Extract to read
• • • • •
There is extensive evidence on the social impact of many Finnish methods used in social and health services. On the other hand there is not so much evidence of the social impact of psychosocial services for children. Something should be done about this matter. To solve the problem, more resources are required to conduct an impact study, writes Marjo Kurki, a specialist researcher.

The premise of health and social care services is that there must be extensive evidence of their social impact. Otherwise, it is a waste of resources and money, and it makes no sense to organize services. There is extensive evidence on the social impact of many Finnish social and health care services. Healthcare relies on the national Current Care Guidelines based on research evidence for treatment and prevention of diseases.

The choice of psychosocial methods and psychological tests for children and families should also be based on the best possible evidence of the social impact of interventions and the reliability of the tests. What truly is the current de facto situation? Is there enough social impact?

International studies indicate low social impact

Psychosocial services use methods to promote mental health and wellbeing and to prevent problems. Psychological tests, on the other hand, refer to surveys or observations with prearranged ways to interpret measured results. Such is, for example, the GAD-7 form measuring common anxiety disorder.

In order to know if the psychosocial method is effective we need extensive research evidence of positive changes in children’s wellbeing. Similarly, the reliability of psychological tests should be based on extensive research evidence.

Very little is known about the social impact of many psychosocial methods and psychological tests in Finland. Sure, the aspiration is to do better, for example, by providing trainings for implementing effective methods. In addition, in October 2021, the Ministry of Social Affairs and Health opened a call for government grant applications in regards to the evaluation of psychosocial services for children and adolescents.

The funding provided by the Ministry is intended to support work on the development of welfare areas. Welfare areas should be able to provide effective services in particular. Whether there is sufficient knowledge and skill to do this is uncertain.

It is likely that welfare areas will end up adapting methods for which there is no strong evidence to be effective. However; one round of funding applications by the Ministry of Social Affairs and Health and the results it would bring, do not change the overall situation, that requires long-term work and understanding of research knowledge in decision-making processes.

Even a small amount of research indicates major problems with social impact. This became clear in the systematic review that we compiled. The review focuses on the social impact of psychosocial interventions and psychological tests used in all Nordic countries, including Finland, among children under 2 years of age as well as their families. The results of the review are thought-provoking.

Only three per cent of psychosocial interventions and just over ten per cent of psychological tests had strong evidence of social impact. In Finland, the Edinburgh Postnatal Depression Scale (EPDS) form used in maternity counselling, which is developed to identify maternal postnatal depression, is an example of a test with evidence of social impact.
• • • • •
Collected material
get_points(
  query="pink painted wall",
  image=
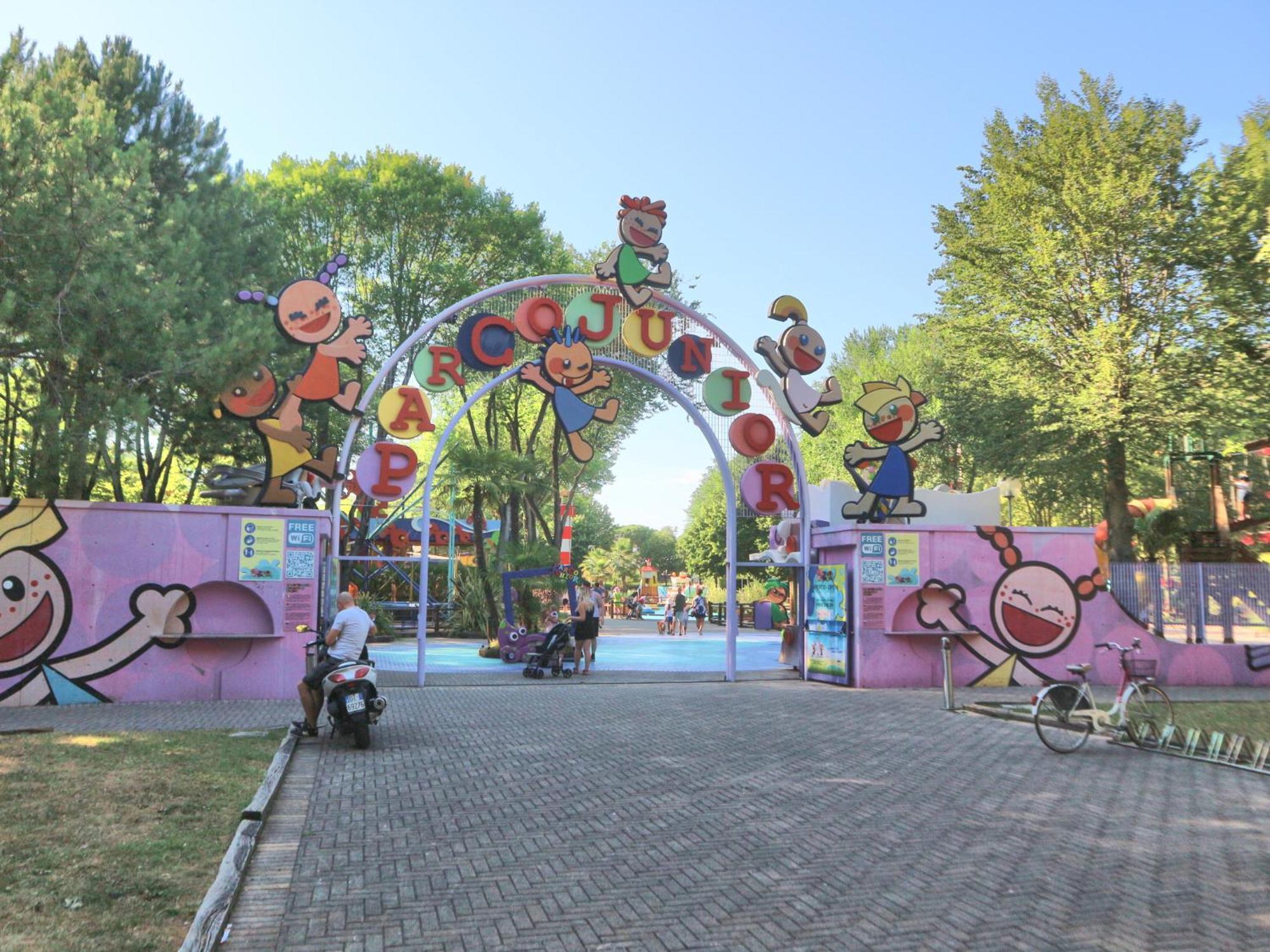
• • • • •
Explore the material
**a)** According to the article on psychosocial services for children, what share of psychosocial interventions had strong evidence of social impact?
**b)** Reproduce word for word the part of the article on psychosocial services for children that begins with the words containing "International studies indicate low" and ends with "extensive research evidence.".

Responses to the exercise
**a)** Only three per cent.

**b)**
International studies indicate low social impact

Psychosocial services use methods to promote mental health and wellbeing and to prevent problems. Psychological tests, on the other hand, refer to surveys or observations with prearranged ways to interpret measured results. Such is, for example, the GAD-7 form measuring common anxiety disorder.

In order to know if the psychosocial method is effective we need extensive research evidence of positive changes in children’s wellbeing. Similarly, the reliability of psychological tests should be based on extensive research evidence.